* _Challenges_
A: The text on variable importance and interaction plots names the variables that hierarchical clustering grouped together for the GBM fit. List each of them.
B: Write the next part of the text on variable importance and interaction plots, starting after its final sentence.

## Begin Source text

In Figure 3(a), when displaying all the variables, we can clearly identify which variables have the highest VIVI values. The large darker nodes of $lstat$ and $rm$ indicate their importance and the dark, thick connecting edge between $lstat$ and $nox$ tell us that these two variables strongly interact. In (b), after applying a hierarchical clustering, we can see the strongest mutual interactions have been grouped together for the GBM fit. Namely, $lstat$, $nox$, $crim$, $rm$, and $dis$ are all grouped together. The remaining variables are individually clustered.

We provide a conversion of vivid matrix objects to a data frame via an as.data.frame method, as demonstrated below. This facilitates plotting with base R and ggplot2, for example a barplot of either VImp or VInt values. Note that while vivi returns a matrix of class vivid, the class attribute was dropped when the matrix was re-ordered.

class(viviRf)<- c("vivid", class(viviRf)) 
head(as.data.frame(viviRf), 4)

  Variable_1 Variable_2      Value Measure Row Col
1      lstat      lstat 4.80970237    Vimp   1   1
2        nox      lstat 0.06387693    Vint   2   1
3         rm      lstat 0.15226649    Vint   3   1
4       crim      lstat 0.44728494    Vint   4   1

6 Partial Dependence and Individual Conditional Expectation Curves

6.1 Univariate Partial Dependence Plot

The pdpVars function constructs a grid of univariate PDPs with ICE curves for selected variables. We use ICE curves to assist in the identification of linear or non-linear effects. The fit, data frame used to train the model, and the name of the response variable are required inputs. In the code below, we show an example of the partial dependence and ICE curves for the first five features from the GBM vivid matrix, with output shown in Figure 4. We use the custom GBM predict function given previously.

## End Source text
## Begin Data extract

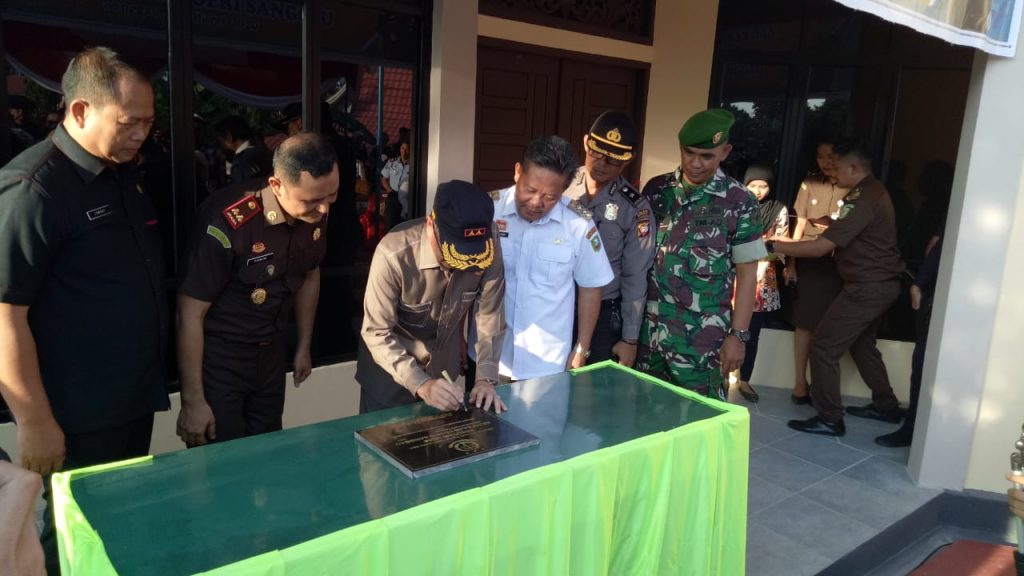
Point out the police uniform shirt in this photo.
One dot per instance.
(81, 248)
(544, 261)
(415, 312)
(865, 235)
(623, 217)
(817, 198)
(249, 262)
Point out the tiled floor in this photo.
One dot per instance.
(812, 499)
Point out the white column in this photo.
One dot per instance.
(968, 398)
(451, 130)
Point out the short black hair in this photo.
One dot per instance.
(93, 74)
(237, 125)
(855, 150)
(305, 152)
(552, 153)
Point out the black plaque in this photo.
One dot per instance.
(430, 444)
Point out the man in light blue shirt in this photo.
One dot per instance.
(550, 247)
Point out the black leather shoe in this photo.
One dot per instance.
(892, 416)
(751, 397)
(898, 439)
(819, 426)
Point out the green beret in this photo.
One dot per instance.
(707, 129)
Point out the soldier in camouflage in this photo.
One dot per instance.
(708, 237)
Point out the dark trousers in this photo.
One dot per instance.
(244, 384)
(757, 321)
(851, 323)
(129, 441)
(923, 320)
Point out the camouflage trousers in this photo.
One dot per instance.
(681, 346)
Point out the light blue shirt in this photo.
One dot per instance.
(544, 261)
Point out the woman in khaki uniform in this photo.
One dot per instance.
(818, 202)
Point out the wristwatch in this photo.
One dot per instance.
(741, 335)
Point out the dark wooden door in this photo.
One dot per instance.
(516, 98)
(521, 94)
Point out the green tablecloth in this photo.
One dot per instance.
(632, 476)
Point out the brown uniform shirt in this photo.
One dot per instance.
(817, 198)
(249, 262)
(415, 311)
(865, 235)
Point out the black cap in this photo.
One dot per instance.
(613, 134)
(290, 113)
(464, 214)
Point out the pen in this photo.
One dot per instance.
(462, 402)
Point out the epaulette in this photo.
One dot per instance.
(577, 207)
(631, 194)
(242, 211)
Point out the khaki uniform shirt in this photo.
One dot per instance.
(623, 217)
(817, 198)
(415, 311)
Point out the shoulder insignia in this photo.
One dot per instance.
(219, 236)
(242, 211)
(577, 207)
(631, 194)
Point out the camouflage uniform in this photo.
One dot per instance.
(701, 232)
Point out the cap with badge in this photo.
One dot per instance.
(707, 129)
(613, 134)
(464, 214)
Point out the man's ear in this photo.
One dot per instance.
(78, 111)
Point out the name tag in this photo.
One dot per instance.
(258, 259)
(98, 212)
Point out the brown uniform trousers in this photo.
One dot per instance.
(851, 323)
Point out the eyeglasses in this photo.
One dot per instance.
(607, 159)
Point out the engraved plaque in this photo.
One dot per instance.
(430, 444)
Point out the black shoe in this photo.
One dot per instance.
(819, 426)
(751, 397)
(801, 400)
(892, 416)
(898, 439)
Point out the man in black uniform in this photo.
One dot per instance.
(256, 252)
(83, 319)
(623, 218)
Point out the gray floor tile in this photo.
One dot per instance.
(823, 451)
(785, 469)
(763, 493)
(862, 438)
(770, 553)
(890, 477)
(818, 529)
(768, 430)
(861, 501)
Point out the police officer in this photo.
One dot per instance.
(255, 253)
(708, 234)
(428, 276)
(867, 259)
(623, 217)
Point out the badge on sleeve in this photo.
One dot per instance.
(258, 296)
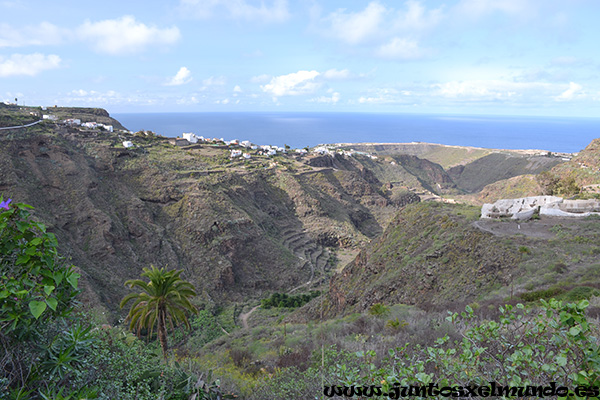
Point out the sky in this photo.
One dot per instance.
(493, 57)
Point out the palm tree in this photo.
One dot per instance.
(165, 299)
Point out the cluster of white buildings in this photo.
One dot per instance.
(96, 125)
(266, 150)
(332, 150)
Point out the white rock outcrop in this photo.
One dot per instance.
(521, 209)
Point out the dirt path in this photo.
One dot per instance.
(244, 317)
(540, 229)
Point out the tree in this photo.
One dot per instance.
(165, 299)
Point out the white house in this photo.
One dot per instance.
(191, 137)
(90, 125)
(72, 121)
(321, 150)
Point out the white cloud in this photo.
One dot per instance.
(400, 48)
(386, 96)
(354, 28)
(182, 76)
(479, 90)
(392, 33)
(335, 97)
(417, 18)
(480, 8)
(214, 81)
(297, 83)
(125, 35)
(27, 64)
(264, 78)
(571, 93)
(188, 100)
(276, 12)
(42, 34)
(334, 74)
(96, 98)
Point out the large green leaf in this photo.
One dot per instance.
(72, 279)
(52, 303)
(37, 308)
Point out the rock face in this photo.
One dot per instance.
(552, 206)
(429, 254)
(522, 208)
(571, 208)
(236, 233)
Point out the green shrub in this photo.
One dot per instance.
(541, 294)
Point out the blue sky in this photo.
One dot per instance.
(515, 57)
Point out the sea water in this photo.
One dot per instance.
(300, 129)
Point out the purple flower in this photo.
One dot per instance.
(5, 204)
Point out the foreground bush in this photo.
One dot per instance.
(525, 346)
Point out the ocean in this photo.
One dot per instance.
(300, 129)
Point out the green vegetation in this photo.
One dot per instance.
(50, 351)
(284, 300)
(164, 301)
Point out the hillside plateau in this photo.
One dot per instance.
(239, 229)
(305, 265)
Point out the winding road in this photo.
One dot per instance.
(20, 126)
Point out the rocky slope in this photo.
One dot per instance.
(237, 230)
(429, 254)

## End Data extract

* _Answers to the exercise_
A: lstat, nox, crim, rm, dis

B:
top5 <- colnames(viviGBst)[1:5]
pdpVars(data = Boston,
        fit = gbst,
        response = "medv",
        vars = top5,
        predictFun = pFun)

Partial dependence plots (black line) with individual conditional expectation curves (colored lines) of a GBM fit on the Boston housing data. The changing partial dependence and ICE curves of $lstat$ and $rm$ indicate that these variables have some impact on the response.

Figure 4: Partial dependence plots (black line) with individual conditional expectation curves (colored lines) of a GBM fit on the Boston housing data. The changing partial dependence and ICE curves of $lstat$ and $rm$ indicate that these variables have some impact on the response.

All of our PDP variants handle categorical responses and predictors. The color palette is customized via the pal argument. In all of our PDPs, this defaults to a diverging palette which accentuates fitted values that differ from the average. Dark red and dark blue are used to indicate high and low values of $\hat{y}$ respectively. The middle values are displayed in yellow. The nIce argument specifies the number of ICE curves to be drawn. This is either a single number specifying the number of observations to be sampled for the ICE curves, or a vector of row indices, an option that is useful for example to display ICE curves from particular classes. The default value for nIce is 30, which allows individual curves to be seen.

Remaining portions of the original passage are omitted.